▶ _The task_:
Write out each of the rows below word for word, leaving out the pictures.

----

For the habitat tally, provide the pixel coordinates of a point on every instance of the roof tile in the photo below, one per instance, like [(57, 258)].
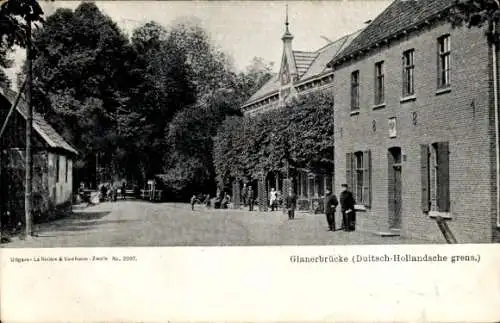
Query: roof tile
[(40, 125)]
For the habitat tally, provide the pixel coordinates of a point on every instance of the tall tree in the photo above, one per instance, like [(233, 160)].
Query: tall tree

----

▶ _Written response_:
For the habitat tally, provide the pixel coordinates of a point on every instance of the roof tile in the photo below, one per instance, like [(57, 258)].
Query: roof tile
[(40, 125)]
For the habitat tally, provide the pixel coordinates of a point on every instance of the tall tree in the photo above, one per instance, like [(233, 160)].
Query: tall tree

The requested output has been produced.